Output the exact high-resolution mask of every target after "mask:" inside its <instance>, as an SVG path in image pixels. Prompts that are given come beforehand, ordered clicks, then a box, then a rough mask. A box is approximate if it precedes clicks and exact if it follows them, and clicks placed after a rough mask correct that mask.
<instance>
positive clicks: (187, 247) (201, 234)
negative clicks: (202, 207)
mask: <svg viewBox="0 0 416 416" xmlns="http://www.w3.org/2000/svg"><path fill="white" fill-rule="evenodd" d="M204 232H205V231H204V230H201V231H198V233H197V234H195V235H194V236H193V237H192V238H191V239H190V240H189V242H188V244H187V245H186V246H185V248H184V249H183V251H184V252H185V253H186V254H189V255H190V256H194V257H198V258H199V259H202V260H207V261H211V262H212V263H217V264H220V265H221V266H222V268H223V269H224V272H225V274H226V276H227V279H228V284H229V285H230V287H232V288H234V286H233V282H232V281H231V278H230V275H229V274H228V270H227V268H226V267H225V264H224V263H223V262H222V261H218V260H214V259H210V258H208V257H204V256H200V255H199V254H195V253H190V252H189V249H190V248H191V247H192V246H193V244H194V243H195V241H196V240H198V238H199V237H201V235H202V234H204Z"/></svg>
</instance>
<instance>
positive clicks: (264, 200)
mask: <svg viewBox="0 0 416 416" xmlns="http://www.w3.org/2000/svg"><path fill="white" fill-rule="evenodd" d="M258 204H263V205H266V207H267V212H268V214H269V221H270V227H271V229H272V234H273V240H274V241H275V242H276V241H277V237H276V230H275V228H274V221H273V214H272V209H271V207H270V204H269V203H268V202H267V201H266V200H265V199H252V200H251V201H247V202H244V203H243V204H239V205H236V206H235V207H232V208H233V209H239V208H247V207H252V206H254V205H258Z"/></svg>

[PROMPT]
Every line of the listing should be reproduced exactly.

[REPLY]
Output the exact high-resolution mask of every target after "mask:" inside its <instance>, as an SVG path in image pixels. Prompts that are given come beforehand, ordered clicks, then a box, then a rough mask. A box is approximate if it precedes clicks and exact if it follows them, and clicks placed after a rough mask correct that mask.
<instance>
positive clicks: (187, 247) (201, 234)
negative clicks: (202, 207)
mask: <svg viewBox="0 0 416 416" xmlns="http://www.w3.org/2000/svg"><path fill="white" fill-rule="evenodd" d="M204 232H205V231H204V230H201V231H198V233H197V234H195V235H194V236H193V237H192V238H191V239H190V240H189V242H188V244H187V245H186V246H185V248H184V249H183V251H184V252H185V253H186V254H189V255H190V256H194V257H198V258H199V259H202V260H207V261H211V262H212V263H217V264H220V265H221V266H222V268H223V269H224V272H225V274H226V276H227V279H228V284H229V285H230V287H232V288H234V286H233V282H232V281H231V278H230V275H229V274H228V270H227V268H226V267H225V264H224V263H223V262H222V261H218V260H214V259H210V258H208V257H204V256H200V255H199V254H195V253H190V252H189V249H190V248H191V247H192V246H193V244H194V243H195V241H196V240H198V238H199V237H201V235H202V234H204Z"/></svg>
</instance>
<instance>
positive clicks: (264, 200)
mask: <svg viewBox="0 0 416 416" xmlns="http://www.w3.org/2000/svg"><path fill="white" fill-rule="evenodd" d="M258 204H263V205H266V207H267V212H268V214H269V221H270V227H271V229H272V234H273V240H274V241H275V242H276V241H277V237H276V230H275V228H274V221H273V214H272V209H271V207H270V204H269V203H268V202H267V201H266V200H265V199H252V200H251V201H247V202H244V203H243V204H239V205H236V206H235V207H232V208H233V209H239V208H247V207H252V206H254V205H258Z"/></svg>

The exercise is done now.